WHAT IS REQUIRED: Could you turn every line of the material below into a numbered list, leaving out any blank lines?

--- Start RECORDS PROVIDED ---

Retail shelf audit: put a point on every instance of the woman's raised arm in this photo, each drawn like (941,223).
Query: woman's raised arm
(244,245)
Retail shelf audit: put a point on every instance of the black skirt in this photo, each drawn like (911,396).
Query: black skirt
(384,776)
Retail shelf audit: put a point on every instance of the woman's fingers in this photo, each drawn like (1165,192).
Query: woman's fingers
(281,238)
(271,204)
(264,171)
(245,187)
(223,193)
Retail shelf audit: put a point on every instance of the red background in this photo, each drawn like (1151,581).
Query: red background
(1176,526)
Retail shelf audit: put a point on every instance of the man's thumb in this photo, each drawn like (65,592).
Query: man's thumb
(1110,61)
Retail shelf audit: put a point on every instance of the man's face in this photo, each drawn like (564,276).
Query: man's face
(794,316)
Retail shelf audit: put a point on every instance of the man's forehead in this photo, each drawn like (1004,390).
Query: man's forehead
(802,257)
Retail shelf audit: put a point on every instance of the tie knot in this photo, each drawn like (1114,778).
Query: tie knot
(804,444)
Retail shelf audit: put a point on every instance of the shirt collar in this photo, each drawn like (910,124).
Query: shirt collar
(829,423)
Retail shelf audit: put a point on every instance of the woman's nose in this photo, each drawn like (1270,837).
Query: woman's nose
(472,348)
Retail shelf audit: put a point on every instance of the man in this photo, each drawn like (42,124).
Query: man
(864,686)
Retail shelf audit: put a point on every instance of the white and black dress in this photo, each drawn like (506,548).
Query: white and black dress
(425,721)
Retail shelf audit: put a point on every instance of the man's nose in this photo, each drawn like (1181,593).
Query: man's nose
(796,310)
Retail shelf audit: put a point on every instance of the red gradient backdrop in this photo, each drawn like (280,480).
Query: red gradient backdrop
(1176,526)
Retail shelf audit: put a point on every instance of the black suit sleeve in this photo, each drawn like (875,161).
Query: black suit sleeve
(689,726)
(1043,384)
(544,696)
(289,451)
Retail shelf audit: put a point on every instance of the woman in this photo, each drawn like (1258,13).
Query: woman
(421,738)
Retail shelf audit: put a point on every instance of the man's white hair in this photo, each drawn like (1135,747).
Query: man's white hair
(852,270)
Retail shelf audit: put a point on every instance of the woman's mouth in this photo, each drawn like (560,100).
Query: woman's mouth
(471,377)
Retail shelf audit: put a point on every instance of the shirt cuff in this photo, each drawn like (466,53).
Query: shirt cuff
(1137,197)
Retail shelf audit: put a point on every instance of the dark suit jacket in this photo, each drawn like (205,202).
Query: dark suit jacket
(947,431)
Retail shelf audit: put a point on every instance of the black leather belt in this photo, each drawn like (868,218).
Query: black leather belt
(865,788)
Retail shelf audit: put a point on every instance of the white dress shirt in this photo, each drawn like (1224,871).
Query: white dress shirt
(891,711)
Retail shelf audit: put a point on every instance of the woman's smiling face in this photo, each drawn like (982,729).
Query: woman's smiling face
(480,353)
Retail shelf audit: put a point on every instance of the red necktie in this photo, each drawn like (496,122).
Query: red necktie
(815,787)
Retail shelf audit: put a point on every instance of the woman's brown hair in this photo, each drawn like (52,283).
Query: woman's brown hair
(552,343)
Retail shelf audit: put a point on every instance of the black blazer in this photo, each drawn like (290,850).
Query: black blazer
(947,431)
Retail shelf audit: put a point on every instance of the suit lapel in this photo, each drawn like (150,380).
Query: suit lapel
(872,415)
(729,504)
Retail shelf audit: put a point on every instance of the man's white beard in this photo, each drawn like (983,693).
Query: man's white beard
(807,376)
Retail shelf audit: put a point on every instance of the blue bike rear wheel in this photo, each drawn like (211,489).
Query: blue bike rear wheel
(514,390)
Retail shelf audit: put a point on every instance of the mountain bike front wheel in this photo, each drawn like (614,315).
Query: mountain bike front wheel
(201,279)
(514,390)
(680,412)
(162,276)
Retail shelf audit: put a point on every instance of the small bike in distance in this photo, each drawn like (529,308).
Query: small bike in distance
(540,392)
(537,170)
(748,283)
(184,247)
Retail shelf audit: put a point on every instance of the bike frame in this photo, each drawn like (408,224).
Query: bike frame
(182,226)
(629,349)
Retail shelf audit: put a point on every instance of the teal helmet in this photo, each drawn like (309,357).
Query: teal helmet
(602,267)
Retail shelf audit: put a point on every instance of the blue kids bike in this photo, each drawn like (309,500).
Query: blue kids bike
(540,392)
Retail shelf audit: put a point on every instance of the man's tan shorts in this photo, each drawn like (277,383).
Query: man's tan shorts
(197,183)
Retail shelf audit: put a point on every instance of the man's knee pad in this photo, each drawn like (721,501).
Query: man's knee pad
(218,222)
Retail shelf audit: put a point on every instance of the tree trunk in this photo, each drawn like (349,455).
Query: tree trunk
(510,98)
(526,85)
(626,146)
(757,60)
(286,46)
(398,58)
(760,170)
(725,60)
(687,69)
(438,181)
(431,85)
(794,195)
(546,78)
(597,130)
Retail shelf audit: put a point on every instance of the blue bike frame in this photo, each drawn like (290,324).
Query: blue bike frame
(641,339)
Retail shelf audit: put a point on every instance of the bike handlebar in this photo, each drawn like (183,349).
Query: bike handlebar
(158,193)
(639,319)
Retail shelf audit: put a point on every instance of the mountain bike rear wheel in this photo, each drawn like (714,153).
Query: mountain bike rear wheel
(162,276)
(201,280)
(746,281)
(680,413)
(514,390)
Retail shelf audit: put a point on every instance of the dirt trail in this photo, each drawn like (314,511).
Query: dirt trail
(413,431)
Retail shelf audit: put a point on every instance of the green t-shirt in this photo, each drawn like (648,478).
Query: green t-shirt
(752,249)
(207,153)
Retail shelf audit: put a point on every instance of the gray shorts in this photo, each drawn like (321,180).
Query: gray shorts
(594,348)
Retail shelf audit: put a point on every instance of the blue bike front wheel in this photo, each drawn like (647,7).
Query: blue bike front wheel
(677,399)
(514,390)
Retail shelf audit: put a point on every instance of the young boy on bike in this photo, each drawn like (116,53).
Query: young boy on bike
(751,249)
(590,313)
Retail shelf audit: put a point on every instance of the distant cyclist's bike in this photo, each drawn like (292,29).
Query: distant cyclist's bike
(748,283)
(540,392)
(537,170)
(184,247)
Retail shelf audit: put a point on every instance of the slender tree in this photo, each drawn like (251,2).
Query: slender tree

--- End RECORDS PROVIDED ---

REPLY TO THE TASK:
1. Retail shelf audit: put a point on every instance of the woman's raised arm in this photo, each drawn like (941,223).
2. Query: woman's raised arm
3. (244,245)
4. Retail shelf audit: put a point on every instance of the black skirt in this photo, each drawn like (911,396).
5. Query: black skirt
6. (384,776)
7. Retail shelf audit: put a point on every instance of the woman's fingers in this photo, each drawn like (1165,192).
8. Query: woman's fingers
9. (281,238)
10. (271,204)
11. (264,171)
12. (245,187)
13. (223,193)
14. Retail shelf audit: put a point on every instance of the red background in this photo, each drawn like (1151,581).
15. Query: red background
16. (1176,526)
17. Retail shelf audit: put a point on every instance of the man's thumb in this photo, each drawn like (65,592).
18. Query: man's thumb
19. (1110,61)
20. Retail shelf audit: put a point on every instance of the man's face in this photo, each drawn like (564,276).
21. Query: man's face
22. (794,316)
23. Retail shelf audit: put a point on every instance of the man's forehead in this photo, each drawn like (1004,390).
24. Query: man's forehead
25. (802,257)
26. Retail shelf audit: put a point on every instance of the tie knot in this photo, each drawn like (1114,778).
27. Query: tie knot
28. (804,444)
29. Retail shelf audit: put a point on every instance of the shirt collar in this photo, each drawn like (910,124).
30. Query: shirt collar
31. (829,423)
32. Retail shelf audit: put a point on every instance of the woman's nose in this photo, each drawn like (1270,837).
33. Query: woman's nose
34. (472,348)
35. Retail shelf audit: put a point on every instance of the man in this photo, each drawn like (42,124).
36. Query: man
37. (864,686)
38. Retail shelf audit: put a point on every instance of the white and black dress in this photo, each drawn like (506,548).
39. Query: white and black dress
40. (425,721)
41. Retail shelf audit: put a point on every instance of the man's nose in this photo, each drawn like (1181,593).
42. Query: man's nose
43. (796,310)
44. Retail shelf audit: put a point on every instance of the red gradient backdrop in this photo, each drawn like (280,480).
45. Query: red gradient backdrop
46. (1176,526)
47. Retail shelf audit: put a point on every instance of the black suit sleeve in this photo, each drawn like (875,161).
48. Query: black suit sleeve
49. (689,726)
50. (1043,384)
51. (544,696)
52. (289,451)
53. Retail shelf audit: put a point on every instance of the woman in this photo, each drawn like (1258,13).
54. Query: woman
55. (421,738)
56. Retail shelf audit: put a point on every instance of the man's white hair in this photo, each drawn like (1135,747).
57. Query: man's white hair
58. (852,270)
59. Retail shelf audit: put a point on every instance of the woman's mouth in this photo, each drawn like (560,100).
60. Query: woman's mouth
61. (471,377)
62. Retail shelf audit: put a point on every instance of the shirt cuff in this photo, each drawn like (466,53).
63. Query: shirt cuff
64. (1137,197)
65. Retail shelf audit: put a point on every instance of the dark suit jacket in this photo, each drawn like (205,202).
66. Query: dark suit jacket
67. (947,431)
68. Retail shelf audit: put a point on every instance of the black leather belt in this photo, each drawn like (868,218).
69. Query: black leather belt
70. (865,788)
71. Retail shelf audit: put a point on every instance of the white dress shirt in this photo, each drawn like (1224,871).
72. Query: white dress shirt
73. (891,711)
74. Retail shelf audit: put a point on every instance of the woman's smiling face in this photo, each drawn like (982,729).
75. Query: woman's smiling face
76. (480,353)
77. Retail shelf audit: put a point on every instance of the red necktie in this photo, each drawn like (496,122).
78. Query: red necktie
79. (815,787)
80. Retail shelf audit: put a point on every instance of the woman's brown hair in this photo, each drawn like (52,283).
81. Query: woman's brown hair
82. (552,343)
83. Retail shelf audit: put a point on every instance of the black blazer in this photo, each drawn like (290,850).
84. Query: black blazer
85. (947,431)
86. Retail shelf audit: put a point on every instance of the suit lapel in this photo, each drawn like (150,380).
87. Query: suit lapel
88. (872,415)
89. (729,504)
90. Retail shelf audit: put a point on every instance of the man's white beard in this photo, each drawn like (983,693).
91. Query: man's white beard
92. (807,376)
93. Retail shelf audit: put a point on every instance of the blue bike rear wheel in this photo, each drawn like (211,489).
94. Query: blue bike rear wheel
95. (514,390)
96. Retail shelf audit: put a point on every instance of the mountain bike front wheel in this photo, each drawn like (614,315).
97. Query: mountain bike front wheel
98. (201,279)
99. (514,390)
100. (680,412)
101. (162,276)
102. Retail shelf audit: put a point on every instance of the small bike in distance in this photo, each drawn like (529,308).
103. Query: small bike in distance
104. (540,392)
105. (537,170)
106. (748,283)
107. (184,247)
108. Retail shelf audit: put a point on every instance of the bike frame in this photo, each drawn like (408,224).
109. Query: bike frame
110. (182,226)
111. (629,349)
112. Retail shelf audit: put a point on every instance of the teal helmet in this photo, each drawn like (309,357).
113. Query: teal helmet
114. (602,267)
115. Retail shelf audit: put a point on every instance of the blue kids bike in this photo, each drawn like (309,500).
116. Query: blue kids bike
117. (540,392)
118. Retail shelf audit: put a point on every instance of the man's tan shorts in this photo, each drawn like (277,383).
119. Query: man's tan shorts
120. (197,183)
121. Retail shelf audit: put a point on every instance of the man's knee pad in this photo, each drawn like (721,501).
122. Query: man's knee pad
123. (218,222)
124. Retail shelf audit: put a point on every instance of the tree trunk in this photo, each drawn like (349,455).
125. Query: tree trunk
126. (510,98)
127. (526,85)
128. (626,146)
129. (757,60)
130. (286,46)
131. (398,58)
132. (760,170)
133. (725,60)
134. (687,69)
135. (438,181)
136. (431,85)
137. (794,195)
138. (546,78)
139. (597,130)
140. Retail shelf audit: put a point on every instance of the blue bike frame in this photo, each drawn like (290,324).
141. Query: blue bike frame
142. (641,339)
143. Retail shelf audit: put a point on every instance of the bike handlebar in this photo, each drawn like (183,349).
144. Query: bike handlebar
145. (158,193)
146. (639,319)
147. Retail shelf audit: put a point on every instance of the mountain bike rear wheel in this photo, each drawn like (714,153).
148. Query: mountain bike rear wheel
149. (162,276)
150. (201,280)
151. (746,281)
152. (680,413)
153. (514,390)
154. Retail shelf audit: put a point on every instance of the dirt trail in this photo, each drawn like (314,511).
155. Query: dirt trail
156. (413,431)
157. Retail shelf audit: put a point on every instance of the green t-shirt in this photo, each drawn like (648,478).
158. Query: green t-shirt
159. (752,249)
160. (207,153)
161. Retail shelf audit: put a point on every instance of the gray shorts in this photo, each drawn like (321,180).
162. Query: gray shorts
163. (594,348)
164. Retail shelf audit: put a point on every instance of the blue bike front wheel in this photo, each drawn like (647,7).
165. Query: blue bike front wheel
166. (677,399)
167. (514,390)
168. Retail shelf audit: put a point on every instance of the young boy on bike in this photo, each drawn like (116,53).
169. Query: young boy on bike
170. (751,249)
171. (590,313)
172. Retail shelf audit: put a point on every instance of the distant cyclist's bike in this photo, each drawn like (292,29).
173. Query: distant cyclist's bike
174. (748,283)
175. (540,392)
176. (537,170)
177. (184,247)
178. Retail shelf audit: put a point on every instance of the slender tree in this photo, each drawn like (251,2).
179. Query: slender tree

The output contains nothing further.